What this task involves | Text in the records must be reproduced exactly, and pictures must be skipped.

Data excerpts |
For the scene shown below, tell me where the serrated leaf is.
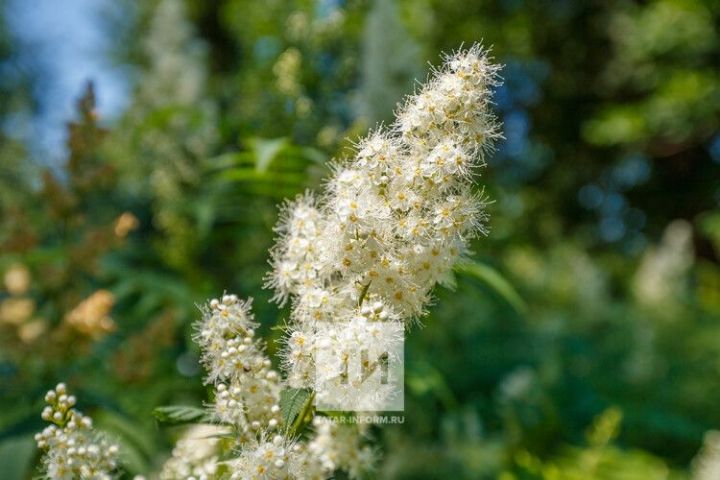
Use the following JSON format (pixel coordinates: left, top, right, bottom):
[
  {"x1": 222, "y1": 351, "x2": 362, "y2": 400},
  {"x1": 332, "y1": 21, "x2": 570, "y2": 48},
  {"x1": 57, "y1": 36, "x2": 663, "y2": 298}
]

Expected answer |
For the scene shown below, tell me where the serrated leaf is.
Use the following JSON format (pixel coordinates: left, top, right, bottom):
[
  {"x1": 222, "y1": 351, "x2": 362, "y2": 400},
  {"x1": 332, "y1": 21, "x2": 570, "y2": 48},
  {"x1": 57, "y1": 36, "x2": 663, "y2": 298}
]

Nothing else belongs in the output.